Reproduce each of the entries below word for word, but leave the pictures out of your answer.

RECORDS:

— begin —

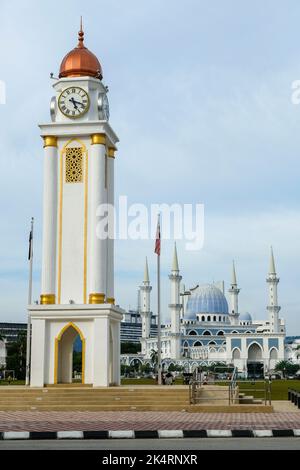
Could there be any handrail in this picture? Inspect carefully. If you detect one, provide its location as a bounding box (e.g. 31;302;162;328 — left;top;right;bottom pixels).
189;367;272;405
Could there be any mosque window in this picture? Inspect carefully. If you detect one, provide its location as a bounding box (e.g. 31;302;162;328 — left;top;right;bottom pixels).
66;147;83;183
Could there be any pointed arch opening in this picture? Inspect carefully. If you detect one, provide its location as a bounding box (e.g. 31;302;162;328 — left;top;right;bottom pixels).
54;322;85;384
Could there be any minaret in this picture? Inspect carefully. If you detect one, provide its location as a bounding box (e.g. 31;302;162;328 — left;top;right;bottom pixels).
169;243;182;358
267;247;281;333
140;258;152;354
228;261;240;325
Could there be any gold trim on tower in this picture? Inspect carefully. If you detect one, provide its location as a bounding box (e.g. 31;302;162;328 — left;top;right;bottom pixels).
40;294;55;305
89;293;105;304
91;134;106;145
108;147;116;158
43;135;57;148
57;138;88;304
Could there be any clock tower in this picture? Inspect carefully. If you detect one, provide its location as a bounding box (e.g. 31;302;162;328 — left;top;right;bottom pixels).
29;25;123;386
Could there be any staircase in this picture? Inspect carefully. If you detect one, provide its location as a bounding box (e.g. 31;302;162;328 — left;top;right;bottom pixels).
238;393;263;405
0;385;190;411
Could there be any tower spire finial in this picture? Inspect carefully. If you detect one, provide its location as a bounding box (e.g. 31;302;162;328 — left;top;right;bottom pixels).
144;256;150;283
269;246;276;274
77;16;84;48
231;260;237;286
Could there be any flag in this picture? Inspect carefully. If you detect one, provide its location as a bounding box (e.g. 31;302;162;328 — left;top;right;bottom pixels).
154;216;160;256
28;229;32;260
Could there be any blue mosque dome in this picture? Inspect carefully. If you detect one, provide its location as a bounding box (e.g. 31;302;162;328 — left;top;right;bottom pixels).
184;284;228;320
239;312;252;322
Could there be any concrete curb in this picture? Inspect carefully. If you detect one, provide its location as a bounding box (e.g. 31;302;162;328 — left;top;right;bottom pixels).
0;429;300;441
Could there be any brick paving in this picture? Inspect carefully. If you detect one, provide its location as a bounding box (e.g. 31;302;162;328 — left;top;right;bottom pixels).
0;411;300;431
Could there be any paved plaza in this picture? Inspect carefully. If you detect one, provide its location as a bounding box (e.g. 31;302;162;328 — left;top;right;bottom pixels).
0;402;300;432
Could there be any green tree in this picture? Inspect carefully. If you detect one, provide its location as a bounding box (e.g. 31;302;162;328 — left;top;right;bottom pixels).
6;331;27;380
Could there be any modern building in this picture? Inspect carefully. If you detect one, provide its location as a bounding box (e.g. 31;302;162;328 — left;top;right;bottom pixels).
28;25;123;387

— end —

THE ANSWER:
Could there be any handrail in this picture? Inspect carefully. If you detect one, provide its location as a bounding box (e.g. 31;302;162;328 — left;top;right;bottom pixels).
189;367;272;405
Could there be any mosque window in this picture? Inspect carefully. If you detect one, provide its location as a bounding box (e.g. 31;302;162;328 — left;top;right;bottom pixels).
66;147;83;183
Could there be any pointed arch opening in this picture? Inspect carefully. If you detect one, provide its location as a bounding box (e.g. 31;302;162;328 — left;top;right;bottom pixels).
54;322;85;384
Could there be any minaret in this picture? Inspect carefully. If you detect one, provide its location as a bounding box (e.g. 31;302;162;328 — left;top;right;bottom pixels).
169;243;182;358
267;247;281;333
140;258;152;354
228;261;240;325
Could there be any gold trim on tower in this picture? Inspect carefully. If you detect one, provide its location as a bounding box (e.g. 31;302;162;328 — left;top;right;bottom pixels).
40;294;55;305
89;293;105;304
91;134;106;145
108;147;116;158
43;135;57;148
57;138;88;304
Could there be any clock tower in this picture? Inspect carefully. If you detect one, provide its location as a bounding box (e.g. 31;302;162;328 — left;top;right;bottom pixels).
29;25;123;386
Could there be any staircase in this picture? Inspect carefully. If you detect one, provide its location as a bounding box (e.g. 31;302;162;328 — left;top;right;bottom pixels).
238;393;263;405
0;385;190;411
Could there be any tower spire finial in this picture? Inspect carefully. If you detect one, provide its location as a bounding box (e.g. 31;302;162;328 — left;top;right;bottom pixels).
144;256;150;283
269;246;276;274
77;16;84;48
231;260;237;286
Could there be any flag in this picture? Inspect carefully. If you detect one, provide its location as a bounding box (e.g. 31;302;162;328 — left;top;right;bottom pixels).
154;216;160;256
28;229;32;260
Could there be any blue mosque dome in this picture? Inspect carefully. If you detect one, provide its location as a bounding box (e.g. 31;302;162;328 — left;top;right;bottom pixels).
184;284;228;320
239;312;252;322
Could there be any concrete curb in this picture? Inspect carefully. If you detect one, provide its location as a bounding box (e.g. 31;302;162;328 — left;top;right;bottom pixels).
0;429;300;441
Could there be any brick paving in this picture? Inspect carefully. If you detect one, provide its location as a bounding box (e.g. 31;302;162;328 — left;top;right;bottom pixels).
0;411;300;431
Could there be any paved plaza in this picture? Inspect carefully. If you detect one, provide its location as a bounding box (e.g. 31;302;162;328 — left;top;right;bottom pixels).
0;402;300;432
Could there be any green tree in this picture? Inspect carefully. If you detect one, provide its location as a bounding box (e.g. 31;302;162;328 — left;top;right;bottom pixels).
6;331;27;380
Could there be any modern building in this picture? Inspect carefully. If you detect one, provide its location as a bounding box (e.g. 31;302;162;328 — left;top;right;bottom pixels).
28;25;123;387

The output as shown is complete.